아래에서 "of the tree"이 들어 있는 행에서 시작해 "<point>132,35</point>"가 들어 있는 행에서 끝나는 부분을 처음과 끝 행까지 포함하여 한 글자도 바꾸지 말고 그대로 인용해 주세요.
───── 제공된 행
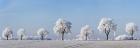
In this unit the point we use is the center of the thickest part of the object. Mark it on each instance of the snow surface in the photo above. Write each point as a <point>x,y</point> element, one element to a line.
<point>68,44</point>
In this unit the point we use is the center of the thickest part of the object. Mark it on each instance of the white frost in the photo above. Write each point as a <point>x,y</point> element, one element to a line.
<point>85,32</point>
<point>21,32</point>
<point>62,25</point>
<point>7,33</point>
<point>131,28</point>
<point>106,23</point>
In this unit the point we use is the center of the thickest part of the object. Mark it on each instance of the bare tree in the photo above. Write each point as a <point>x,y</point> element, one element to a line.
<point>106,25</point>
<point>85,32</point>
<point>62,26</point>
<point>21,33</point>
<point>131,28</point>
<point>7,33</point>
<point>42,33</point>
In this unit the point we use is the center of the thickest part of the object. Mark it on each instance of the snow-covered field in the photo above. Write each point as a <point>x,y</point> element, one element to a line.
<point>68,44</point>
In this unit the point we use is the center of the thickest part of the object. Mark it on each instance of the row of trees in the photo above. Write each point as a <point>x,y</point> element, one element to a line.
<point>63,27</point>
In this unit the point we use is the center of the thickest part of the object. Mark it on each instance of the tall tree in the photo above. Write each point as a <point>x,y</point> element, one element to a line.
<point>106,25</point>
<point>85,32</point>
<point>131,28</point>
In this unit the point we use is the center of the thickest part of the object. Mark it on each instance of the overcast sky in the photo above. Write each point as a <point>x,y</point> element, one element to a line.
<point>34,14</point>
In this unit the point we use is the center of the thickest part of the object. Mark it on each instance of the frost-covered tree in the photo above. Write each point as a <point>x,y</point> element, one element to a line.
<point>7,33</point>
<point>123,37</point>
<point>21,33</point>
<point>131,28</point>
<point>85,32</point>
<point>62,26</point>
<point>42,33</point>
<point>106,25</point>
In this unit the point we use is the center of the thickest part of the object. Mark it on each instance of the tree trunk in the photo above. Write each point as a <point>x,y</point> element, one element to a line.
<point>86,36</point>
<point>42,37</point>
<point>107,33</point>
<point>6,37</point>
<point>132,35</point>
<point>21,37</point>
<point>62,38</point>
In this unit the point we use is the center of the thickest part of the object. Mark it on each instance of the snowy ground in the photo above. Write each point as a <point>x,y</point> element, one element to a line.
<point>68,44</point>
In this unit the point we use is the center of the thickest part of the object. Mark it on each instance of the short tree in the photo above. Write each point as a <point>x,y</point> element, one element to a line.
<point>7,33</point>
<point>42,33</point>
<point>62,26</point>
<point>21,33</point>
<point>85,32</point>
<point>106,25</point>
<point>131,28</point>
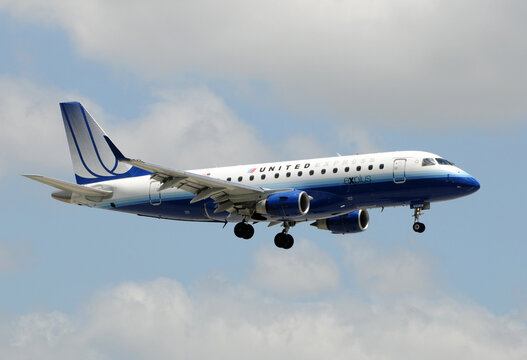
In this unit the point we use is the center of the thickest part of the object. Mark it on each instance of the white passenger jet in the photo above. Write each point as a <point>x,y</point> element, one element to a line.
<point>334,193</point>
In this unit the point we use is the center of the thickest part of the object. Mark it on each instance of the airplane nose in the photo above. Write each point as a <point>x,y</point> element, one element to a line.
<point>467,184</point>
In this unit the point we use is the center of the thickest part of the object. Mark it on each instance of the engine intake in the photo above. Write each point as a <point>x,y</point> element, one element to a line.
<point>353,222</point>
<point>293,203</point>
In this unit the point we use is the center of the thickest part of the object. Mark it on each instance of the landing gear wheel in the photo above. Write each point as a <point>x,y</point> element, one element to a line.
<point>279,240</point>
<point>244,230</point>
<point>419,227</point>
<point>249,232</point>
<point>289,242</point>
<point>284,241</point>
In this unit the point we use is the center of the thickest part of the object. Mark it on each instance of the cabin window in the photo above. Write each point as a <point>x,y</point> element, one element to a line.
<point>428,162</point>
<point>443,161</point>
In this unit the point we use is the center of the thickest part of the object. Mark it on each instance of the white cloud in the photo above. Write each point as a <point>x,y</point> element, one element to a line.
<point>431,63</point>
<point>189,129</point>
<point>393,271</point>
<point>308,271</point>
<point>163,320</point>
<point>32,134</point>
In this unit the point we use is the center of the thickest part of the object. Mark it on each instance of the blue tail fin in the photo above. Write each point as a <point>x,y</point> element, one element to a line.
<point>93,159</point>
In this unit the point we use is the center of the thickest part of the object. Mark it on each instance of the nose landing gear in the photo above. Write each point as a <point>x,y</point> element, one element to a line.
<point>283,239</point>
<point>419,226</point>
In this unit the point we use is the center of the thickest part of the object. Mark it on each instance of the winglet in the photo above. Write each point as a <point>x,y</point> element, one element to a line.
<point>118,154</point>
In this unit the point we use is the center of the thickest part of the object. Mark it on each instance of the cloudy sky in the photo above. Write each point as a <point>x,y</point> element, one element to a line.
<point>208,83</point>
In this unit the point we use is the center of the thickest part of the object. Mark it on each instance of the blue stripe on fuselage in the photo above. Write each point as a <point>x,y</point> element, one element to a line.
<point>329,198</point>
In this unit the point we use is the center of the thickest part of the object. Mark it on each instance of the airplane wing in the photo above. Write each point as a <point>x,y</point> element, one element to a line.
<point>71,188</point>
<point>228,196</point>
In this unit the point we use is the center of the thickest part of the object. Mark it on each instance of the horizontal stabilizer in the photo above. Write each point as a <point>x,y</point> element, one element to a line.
<point>69,187</point>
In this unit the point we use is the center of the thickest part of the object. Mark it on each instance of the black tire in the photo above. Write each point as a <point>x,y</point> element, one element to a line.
<point>239,230</point>
<point>279,240</point>
<point>289,242</point>
<point>248,231</point>
<point>419,227</point>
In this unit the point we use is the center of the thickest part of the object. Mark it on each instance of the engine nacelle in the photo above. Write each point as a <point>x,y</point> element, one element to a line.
<point>293,203</point>
<point>353,222</point>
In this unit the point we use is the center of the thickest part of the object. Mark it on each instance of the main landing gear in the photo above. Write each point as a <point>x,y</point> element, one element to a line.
<point>244,230</point>
<point>282,239</point>
<point>419,226</point>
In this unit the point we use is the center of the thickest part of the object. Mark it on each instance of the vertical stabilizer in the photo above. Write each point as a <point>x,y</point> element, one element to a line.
<point>93,159</point>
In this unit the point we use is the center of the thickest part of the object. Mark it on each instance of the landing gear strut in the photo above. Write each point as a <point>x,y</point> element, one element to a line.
<point>419,226</point>
<point>283,239</point>
<point>244,230</point>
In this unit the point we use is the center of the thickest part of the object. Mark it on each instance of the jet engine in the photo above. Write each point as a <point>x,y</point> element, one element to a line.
<point>353,222</point>
<point>293,203</point>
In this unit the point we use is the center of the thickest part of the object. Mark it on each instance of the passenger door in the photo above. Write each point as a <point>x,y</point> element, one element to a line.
<point>399,171</point>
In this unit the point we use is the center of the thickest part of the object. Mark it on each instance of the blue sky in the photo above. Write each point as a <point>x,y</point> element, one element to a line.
<point>245,82</point>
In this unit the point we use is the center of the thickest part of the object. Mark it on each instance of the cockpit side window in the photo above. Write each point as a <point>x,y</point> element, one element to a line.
<point>443,162</point>
<point>428,162</point>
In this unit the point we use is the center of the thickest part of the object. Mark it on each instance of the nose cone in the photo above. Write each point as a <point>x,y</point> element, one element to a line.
<point>466,184</point>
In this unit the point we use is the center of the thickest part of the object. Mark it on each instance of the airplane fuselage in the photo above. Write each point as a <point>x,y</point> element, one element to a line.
<point>337,185</point>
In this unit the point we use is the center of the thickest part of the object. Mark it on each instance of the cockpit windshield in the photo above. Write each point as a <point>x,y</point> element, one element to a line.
<point>428,162</point>
<point>443,162</point>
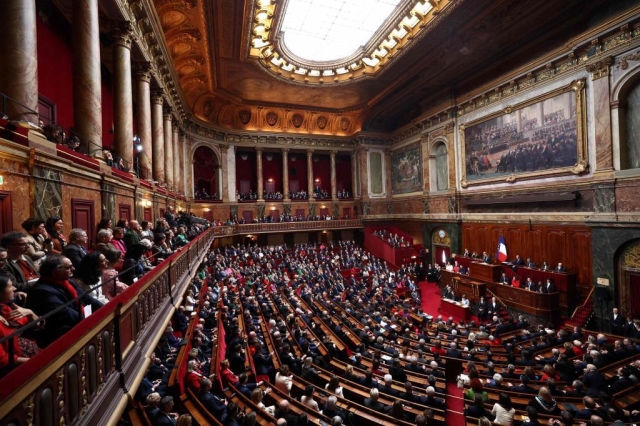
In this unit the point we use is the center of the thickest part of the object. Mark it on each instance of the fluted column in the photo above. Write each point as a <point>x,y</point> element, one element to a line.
<point>19,58</point>
<point>285,173</point>
<point>122,93</point>
<point>87,76</point>
<point>334,183</point>
<point>259,172</point>
<point>310,174</point>
<point>222,180</point>
<point>143,79</point>
<point>168,148</point>
<point>177,180</point>
<point>183,166</point>
<point>157,129</point>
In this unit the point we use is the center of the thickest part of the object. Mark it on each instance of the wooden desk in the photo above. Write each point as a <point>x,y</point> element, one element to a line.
<point>462,284</point>
<point>485,271</point>
<point>542,305</point>
<point>455,310</point>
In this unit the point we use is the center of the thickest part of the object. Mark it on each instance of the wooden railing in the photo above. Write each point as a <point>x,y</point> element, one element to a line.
<point>85,377</point>
<point>257,228</point>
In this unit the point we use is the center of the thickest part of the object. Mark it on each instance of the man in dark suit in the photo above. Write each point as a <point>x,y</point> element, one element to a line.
<point>530,285</point>
<point>53,290</point>
<point>547,287</point>
<point>20,267</point>
<point>211,402</point>
<point>453,351</point>
<point>75,250</point>
<point>493,308</point>
<point>617,322</point>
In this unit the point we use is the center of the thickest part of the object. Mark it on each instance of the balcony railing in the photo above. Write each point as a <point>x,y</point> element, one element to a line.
<point>85,377</point>
<point>257,228</point>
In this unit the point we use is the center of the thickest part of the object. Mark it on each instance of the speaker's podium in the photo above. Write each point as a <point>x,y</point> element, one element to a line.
<point>485,271</point>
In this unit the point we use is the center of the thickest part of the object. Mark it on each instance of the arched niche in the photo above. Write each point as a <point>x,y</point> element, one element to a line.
<point>439,166</point>
<point>626,120</point>
<point>206,174</point>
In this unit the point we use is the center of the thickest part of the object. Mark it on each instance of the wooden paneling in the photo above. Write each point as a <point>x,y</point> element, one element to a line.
<point>570,245</point>
<point>83,217</point>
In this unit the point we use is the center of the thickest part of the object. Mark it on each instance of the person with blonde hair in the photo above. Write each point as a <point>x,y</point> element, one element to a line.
<point>256,397</point>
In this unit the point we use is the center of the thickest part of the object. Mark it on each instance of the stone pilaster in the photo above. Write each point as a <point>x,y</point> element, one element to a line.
<point>19,59</point>
<point>602,114</point>
<point>122,93</point>
<point>143,79</point>
<point>87,76</point>
<point>157,132</point>
<point>310,173</point>
<point>168,148</point>
<point>334,183</point>
<point>259,174</point>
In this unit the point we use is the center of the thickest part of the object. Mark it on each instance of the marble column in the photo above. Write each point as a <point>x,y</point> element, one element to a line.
<point>259,174</point>
<point>87,75</point>
<point>182,173</point>
<point>222,179</point>
<point>188,165</point>
<point>122,93</point>
<point>310,173</point>
<point>168,148</point>
<point>157,132</point>
<point>177,179</point>
<point>143,79</point>
<point>334,183</point>
<point>19,58</point>
<point>285,174</point>
<point>602,114</point>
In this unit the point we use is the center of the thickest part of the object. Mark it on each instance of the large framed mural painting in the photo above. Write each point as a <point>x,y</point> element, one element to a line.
<point>406,169</point>
<point>542,137</point>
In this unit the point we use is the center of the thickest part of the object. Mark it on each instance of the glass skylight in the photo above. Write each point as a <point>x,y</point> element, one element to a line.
<point>329,30</point>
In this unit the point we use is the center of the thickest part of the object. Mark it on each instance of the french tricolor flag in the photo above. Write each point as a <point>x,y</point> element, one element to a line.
<point>502,250</point>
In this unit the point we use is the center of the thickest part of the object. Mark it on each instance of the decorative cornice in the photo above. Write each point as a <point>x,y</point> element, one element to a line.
<point>600,68</point>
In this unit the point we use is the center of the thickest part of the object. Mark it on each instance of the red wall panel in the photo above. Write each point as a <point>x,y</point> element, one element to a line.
<point>272,169</point>
<point>343,173</point>
<point>322,170</point>
<point>54,65</point>
<point>246,169</point>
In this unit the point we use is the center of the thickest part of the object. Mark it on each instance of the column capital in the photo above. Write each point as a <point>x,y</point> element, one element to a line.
<point>600,68</point>
<point>122,32</point>
<point>143,71</point>
<point>157,97</point>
──────────
연습 결과 =
In this unit the point we use is the center of the thickest part of the object. Mark it on each instance of the tree trunk in the photo above. Write each point as a <point>x,y</point> element, one element to a line.
<point>86,36</point>
<point>42,37</point>
<point>107,33</point>
<point>6,37</point>
<point>132,35</point>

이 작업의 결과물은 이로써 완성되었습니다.